Records

####################

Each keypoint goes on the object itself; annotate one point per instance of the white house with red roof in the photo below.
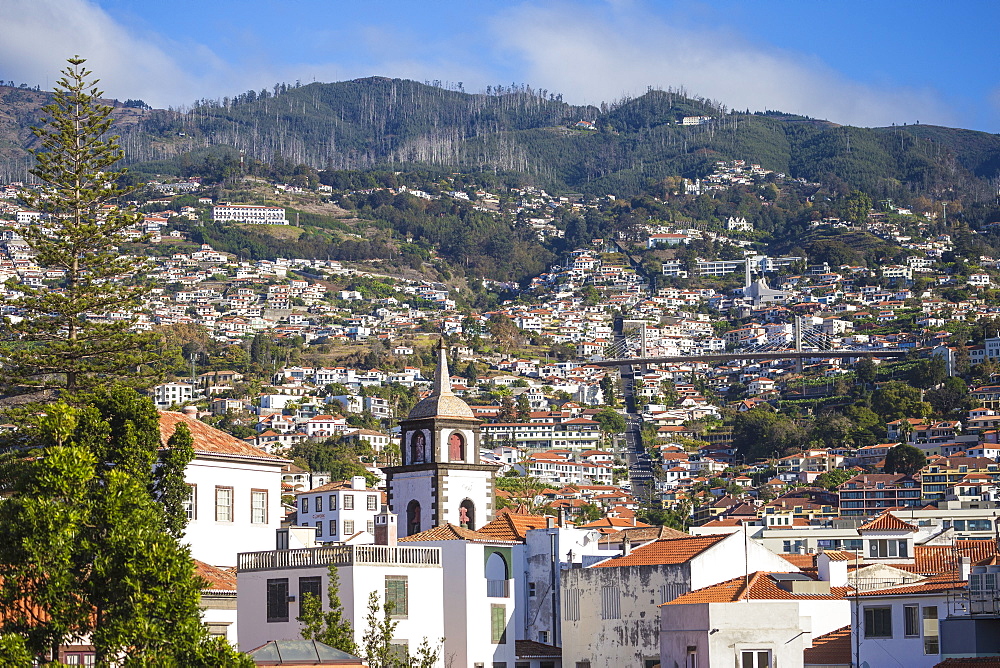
(234, 493)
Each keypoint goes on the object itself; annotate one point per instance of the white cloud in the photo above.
(40, 34)
(595, 54)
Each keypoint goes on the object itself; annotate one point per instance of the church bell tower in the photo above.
(441, 478)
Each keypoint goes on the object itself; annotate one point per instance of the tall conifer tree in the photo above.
(67, 337)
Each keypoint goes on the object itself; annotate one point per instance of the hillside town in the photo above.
(586, 473)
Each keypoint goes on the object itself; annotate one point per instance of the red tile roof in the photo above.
(761, 586)
(930, 559)
(447, 531)
(665, 551)
(209, 440)
(886, 522)
(512, 526)
(930, 586)
(216, 579)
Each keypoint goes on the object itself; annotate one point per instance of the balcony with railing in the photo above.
(340, 555)
(498, 588)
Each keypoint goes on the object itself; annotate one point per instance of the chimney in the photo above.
(964, 568)
(385, 528)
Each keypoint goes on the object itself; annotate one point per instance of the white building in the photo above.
(441, 479)
(271, 585)
(619, 597)
(758, 620)
(234, 500)
(171, 394)
(340, 511)
(249, 213)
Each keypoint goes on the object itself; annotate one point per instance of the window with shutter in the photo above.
(498, 624)
(396, 595)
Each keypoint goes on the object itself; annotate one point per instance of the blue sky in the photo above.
(864, 63)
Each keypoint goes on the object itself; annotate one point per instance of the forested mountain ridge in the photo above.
(381, 122)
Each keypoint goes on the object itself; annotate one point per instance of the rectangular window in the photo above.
(310, 585)
(611, 602)
(277, 600)
(887, 548)
(498, 624)
(396, 594)
(258, 506)
(878, 622)
(223, 504)
(911, 621)
(571, 605)
(932, 643)
(190, 503)
(755, 658)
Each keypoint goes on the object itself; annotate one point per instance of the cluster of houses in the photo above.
(793, 581)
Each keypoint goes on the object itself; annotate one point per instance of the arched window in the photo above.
(456, 447)
(412, 517)
(467, 515)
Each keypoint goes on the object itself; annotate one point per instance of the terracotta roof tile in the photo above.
(930, 559)
(209, 440)
(642, 534)
(665, 551)
(931, 586)
(217, 579)
(970, 662)
(761, 586)
(446, 531)
(833, 648)
(513, 526)
(886, 522)
(800, 560)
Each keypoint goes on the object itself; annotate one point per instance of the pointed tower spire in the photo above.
(442, 378)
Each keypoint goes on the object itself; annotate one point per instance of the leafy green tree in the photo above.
(59, 342)
(904, 458)
(857, 206)
(86, 545)
(896, 400)
(928, 372)
(333, 456)
(831, 480)
(952, 397)
(865, 370)
(377, 646)
(331, 626)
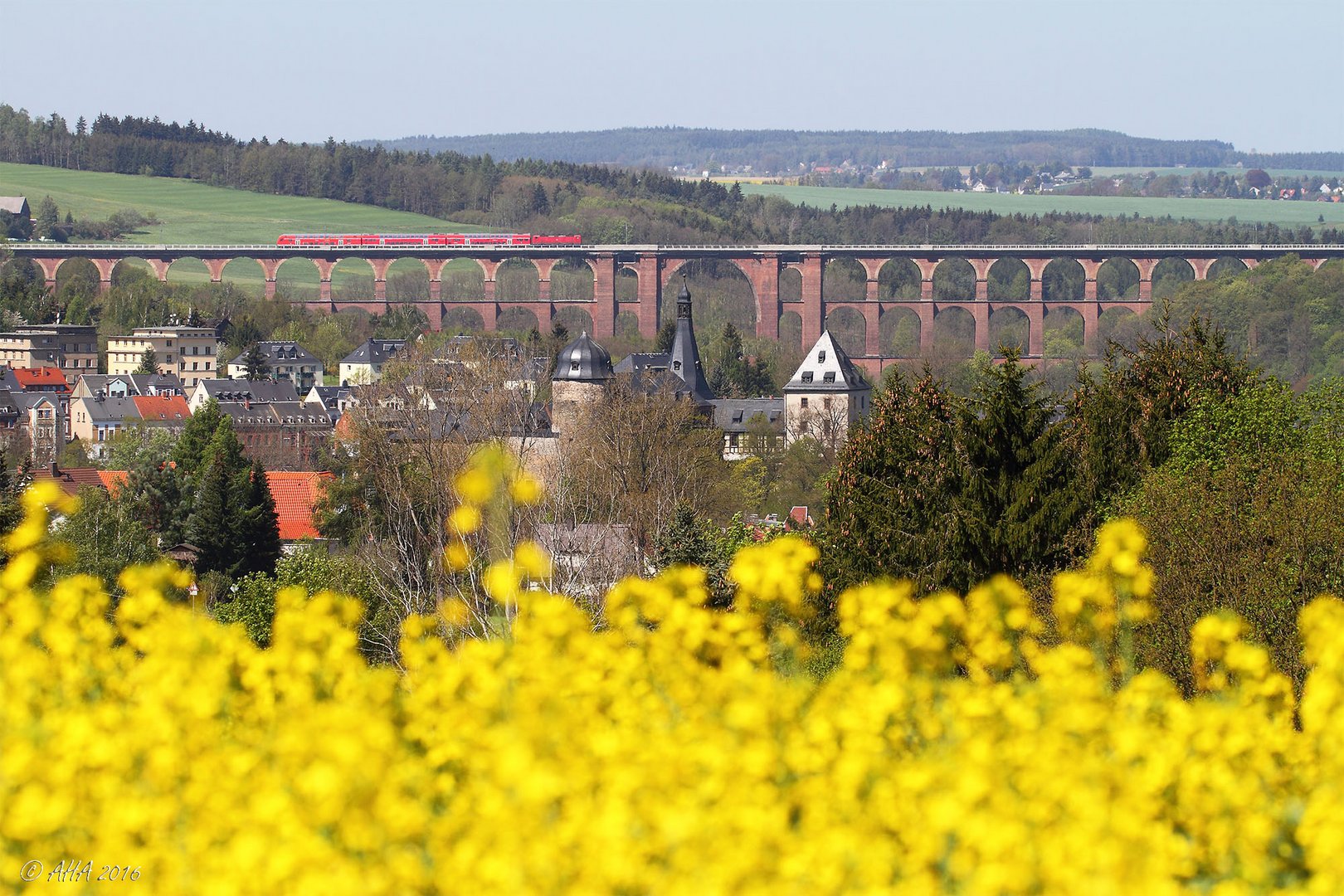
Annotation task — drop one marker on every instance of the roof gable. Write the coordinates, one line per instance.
(827, 368)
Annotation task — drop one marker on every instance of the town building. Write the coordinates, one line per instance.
(95, 419)
(163, 411)
(366, 363)
(827, 395)
(46, 381)
(285, 362)
(71, 348)
(191, 353)
(241, 392)
(124, 384)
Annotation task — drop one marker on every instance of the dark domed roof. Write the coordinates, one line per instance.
(582, 360)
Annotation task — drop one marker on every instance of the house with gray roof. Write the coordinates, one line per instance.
(366, 363)
(286, 362)
(827, 394)
(242, 391)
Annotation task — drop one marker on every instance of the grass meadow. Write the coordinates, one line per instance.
(194, 212)
(1285, 214)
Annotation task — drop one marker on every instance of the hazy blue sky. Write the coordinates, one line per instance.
(1261, 75)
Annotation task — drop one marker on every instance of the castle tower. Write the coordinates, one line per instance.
(581, 373)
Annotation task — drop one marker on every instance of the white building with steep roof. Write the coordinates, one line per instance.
(827, 395)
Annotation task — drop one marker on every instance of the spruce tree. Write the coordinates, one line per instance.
(155, 490)
(893, 500)
(1015, 499)
(149, 363)
(210, 527)
(257, 531)
(256, 363)
(195, 436)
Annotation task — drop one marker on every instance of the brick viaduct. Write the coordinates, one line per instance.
(762, 266)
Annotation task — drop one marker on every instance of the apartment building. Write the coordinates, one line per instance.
(191, 353)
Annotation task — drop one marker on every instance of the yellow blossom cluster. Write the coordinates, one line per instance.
(956, 748)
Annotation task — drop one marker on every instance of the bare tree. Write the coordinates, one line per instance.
(639, 455)
(409, 436)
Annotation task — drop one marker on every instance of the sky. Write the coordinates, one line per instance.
(1259, 75)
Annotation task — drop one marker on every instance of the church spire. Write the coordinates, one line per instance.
(684, 358)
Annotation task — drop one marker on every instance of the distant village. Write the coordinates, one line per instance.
(1025, 179)
(285, 407)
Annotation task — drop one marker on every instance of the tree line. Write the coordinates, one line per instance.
(1233, 475)
(602, 203)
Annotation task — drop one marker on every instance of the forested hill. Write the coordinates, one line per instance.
(778, 152)
(602, 203)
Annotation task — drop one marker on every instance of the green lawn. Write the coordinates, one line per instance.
(1244, 210)
(192, 212)
(1200, 169)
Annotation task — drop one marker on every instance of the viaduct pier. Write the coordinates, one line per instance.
(793, 288)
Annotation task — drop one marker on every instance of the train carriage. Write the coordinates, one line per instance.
(426, 240)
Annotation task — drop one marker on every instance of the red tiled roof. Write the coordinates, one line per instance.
(296, 494)
(42, 377)
(163, 409)
(71, 481)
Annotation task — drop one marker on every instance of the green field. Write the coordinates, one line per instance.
(1285, 214)
(192, 212)
(1200, 169)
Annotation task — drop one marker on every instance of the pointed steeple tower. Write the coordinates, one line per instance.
(684, 358)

####################

Task requirements:
Make a verbatim copy of all the entries and strip out the pictures.

Correct response:
Each keypoint goes on the object itself; annotate one point per instance of the white house with red roof in the photo below.
(234, 493)
Each keypoint goes on the object itself; annotate one point per instance of the white cloud in the photo above.
(40, 34)
(595, 54)
Each keypoint goes on the object itself; annotate one point per instance of the church bell tower in the photo above.
(441, 478)
Each keypoint goes on the object itself; annotate one point per instance of the tall conifer tree in the photo above.
(67, 337)
Each keypoint goes on the object itself; annotate one point per instance of the hillside town in the photo above.
(586, 473)
Each keypoint goes on the object itself; annotate one point per instance of the red tile roof in the photo above.
(761, 586)
(930, 559)
(447, 531)
(665, 551)
(209, 440)
(886, 522)
(512, 526)
(930, 586)
(216, 579)
Each keypoint goes on the object itself; annotate one point per instance of the balcony with railing in the photo above.
(340, 555)
(498, 588)
Each keypoint goes on the object itself; annotate one point per instance of the chimney in the photo above.
(964, 568)
(385, 528)
Each keypoint goes on the object itself; annotate one point per instance of the white building in the photo above.
(441, 479)
(271, 585)
(619, 597)
(758, 620)
(234, 500)
(171, 394)
(340, 511)
(249, 213)
Each keypoint goes on the object itself; annotate one point per instance of the window with shutter in the photo above.
(498, 624)
(396, 595)
Each keypoint goes on the object itself; annotate one point per instance of the blue sky in the photo above.
(864, 63)
Each keypoint goes on the object itself; annotate one point per instance of the forested mountain ridge in the photo above.
(381, 122)
Each keypoint goes on the object itself; annotate one point per instance of the rectangular window in the photo above.
(310, 585)
(611, 602)
(277, 600)
(887, 548)
(498, 624)
(396, 594)
(258, 506)
(878, 622)
(223, 504)
(911, 621)
(571, 605)
(932, 643)
(190, 503)
(755, 658)
Each keypoint goes on the object itself; annotate one point per instance of the cluster of houses in the photo above.
(793, 581)
Each keypoint goes on the object itself; annotate one point per instance of the arched window in the photo above.
(456, 447)
(412, 517)
(467, 515)
Each keypoint goes on the object itself; annotate one point per instance of the terracotta roof tile in the photo above.
(930, 559)
(209, 440)
(642, 534)
(665, 551)
(931, 586)
(217, 579)
(970, 662)
(761, 586)
(446, 531)
(833, 648)
(513, 526)
(886, 522)
(800, 560)
Each keypoint goes on the object itself; annotate one point per instance of the pointed tower spire in the photo above.
(442, 378)
Each keypoint goes on the object itself; annotate one point per instance of the leafy green tree in the photo above.
(59, 342)
(904, 458)
(857, 206)
(86, 545)
(896, 400)
(928, 372)
(333, 456)
(831, 480)
(952, 397)
(865, 370)
(377, 646)
(331, 626)
Annotation task — drop one marker on every instance of the roof gable. Write the coordinates, one line per instance.
(827, 368)
Annotation task — drop one marker on every instance of the town building. Write the coordinates, one line per instance.
(95, 419)
(163, 411)
(366, 363)
(827, 395)
(46, 381)
(285, 362)
(71, 348)
(191, 353)
(241, 392)
(124, 384)
Annotation task — drop one marker on every instance of the dark domed roof. Write the coordinates, one line per instance.
(582, 360)
Annotation task — drop one marker on every instance of the house with gray roof. Write the coordinates, one line per instance.
(366, 363)
(286, 362)
(827, 394)
(242, 391)
Annotation task — drop one marker on every instance of the grass meadow. Write the coordinates, one line per instance.
(194, 212)
(1285, 214)
Annotation task — drop one marker on every instance of the hazy blue sky. Write the coordinates, one line per instance.
(1261, 75)
Annotation task — drop one marker on every instance of the castle tower. Write the coordinates, one line per instance.
(581, 373)
Annotation task — drop one marker on every instance of the white building with steep roof. Write the coordinates, one line per instance.
(827, 395)
Annotation task — drop one marker on every instance of the spruce tree. Write the coordinates, one line per instance.
(155, 490)
(893, 500)
(1015, 499)
(149, 363)
(210, 527)
(257, 531)
(256, 363)
(195, 436)
Annotation task — drop one marker on every instance of the brick viaduct. Write the coordinates, one line per instance.
(762, 266)
Annotation task — drop one marker on every instance of the apartment building. Write the coordinates, one line per instance.
(191, 353)
Annotation task — drop one marker on every instance of the yellow blossom cluster. Write the coordinates, one line per instance.
(956, 748)
Annotation task — drop one marker on every instance of the bare tree. Write the coordinates, one line per instance.
(639, 455)
(409, 436)
Annotation task — drop one marker on every instance of the sky. Write the coordinates, one line per instance.
(1259, 75)
Annotation task — drop one marker on every instance of the church spire. Write the coordinates, one line per instance.
(684, 358)
Annotation task — drop one marker on every instance of the distant village. Write the coordinates, one line per instance.
(1025, 179)
(285, 407)
Annotation task — drop one marker on every instance of the tree line. Write the coordinates, one line per instance.
(1233, 475)
(602, 203)
Annotation task — drop one marker on every instance of the forested hill. Write the coordinates, one line per instance.
(778, 152)
(602, 203)
Annotation task — drop one marker on every instance of the green lawn. Write the coordinates, one line per instance.
(1244, 210)
(192, 212)
(1200, 169)
Annotation task — drop one marker on every instance of the viaduct pier. Write the coordinates, one line per instance.
(793, 288)
Annotation task — drop one marker on every instance of the train carriage. Write the coordinates, one line per instance.
(426, 240)
Annotation task — drop one marker on every instance of the red tiled roof. Write the coordinates, one line per instance.
(296, 494)
(42, 377)
(163, 409)
(71, 481)
Annotation task — drop one marker on every instance of the green field. Write the coordinates, one line per instance.
(1285, 214)
(192, 212)
(1200, 169)
Annotation task — drop one marker on every instance of the pointed steeple tower. Write the coordinates, one line per instance.
(684, 358)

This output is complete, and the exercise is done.